Problem statement - Rewrite the rows below with "shrub covered in snow" changed to "snow-covered shrub" and everything else left the same. Omit the pictures.

Material supplied -

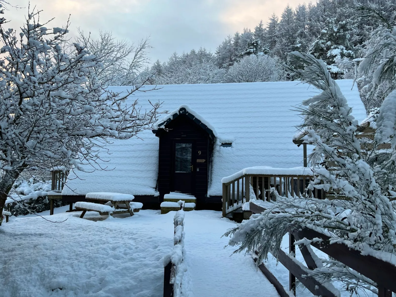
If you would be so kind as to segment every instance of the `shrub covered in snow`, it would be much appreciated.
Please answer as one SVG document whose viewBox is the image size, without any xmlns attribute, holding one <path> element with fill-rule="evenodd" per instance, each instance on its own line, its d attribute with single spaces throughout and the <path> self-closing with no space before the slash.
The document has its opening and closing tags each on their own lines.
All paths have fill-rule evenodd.
<svg viewBox="0 0 396 297">
<path fill-rule="evenodd" d="M 256 82 L 285 80 L 286 72 L 276 57 L 267 55 L 251 55 L 244 57 L 230 67 L 226 82 Z"/>
<path fill-rule="evenodd" d="M 143 110 L 137 100 L 124 104 L 148 77 L 122 95 L 110 91 L 93 79 L 103 68 L 100 58 L 83 45 L 67 46 L 69 23 L 47 28 L 49 22 L 39 22 L 40 12 L 28 11 L 20 32 L 0 18 L 0 215 L 24 171 L 48 163 L 100 169 L 95 166 L 99 149 L 109 139 L 128 139 L 150 128 L 160 105 Z"/>
<path fill-rule="evenodd" d="M 27 180 L 19 179 L 14 184 L 5 208 L 16 217 L 27 215 L 30 211 L 40 213 L 48 210 L 50 201 L 48 192 L 51 187 L 50 181 L 38 181 L 33 177 Z M 54 200 L 54 207 L 65 205 L 60 200 Z"/>
</svg>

Response to this task -
If you would be so kind as to segment every instance of the `snow-covered shrub`, it would be much appreciated.
Please answer as one SVG document whose viewBox is the image size, without any xmlns attribute, holding one <path> element with fill-rule="evenodd" per instance, each instance on its own line, its d attribute with single spaces throughout and the <path> self-closing with no space before the slash.
The document has its opening and closing tags each on their own lines.
All paths have fill-rule evenodd.
<svg viewBox="0 0 396 297">
<path fill-rule="evenodd" d="M 256 82 L 285 80 L 286 72 L 276 57 L 267 55 L 251 55 L 244 57 L 230 67 L 226 82 Z"/>
<path fill-rule="evenodd" d="M 143 110 L 137 100 L 124 104 L 148 77 L 122 95 L 110 91 L 93 79 L 103 68 L 100 58 L 83 45 L 67 46 L 69 23 L 47 28 L 49 22 L 39 22 L 40 12 L 28 11 L 20 32 L 0 18 L 0 215 L 24 171 L 48 163 L 100 169 L 95 166 L 99 149 L 109 139 L 128 139 L 150 128 L 160 105 Z"/>
<path fill-rule="evenodd" d="M 27 180 L 19 179 L 14 184 L 5 208 L 16 217 L 27 215 L 30 211 L 40 213 L 48 210 L 50 201 L 48 192 L 51 187 L 50 181 L 38 181 L 33 177 Z M 54 200 L 54 207 L 65 205 L 60 200 Z"/>
</svg>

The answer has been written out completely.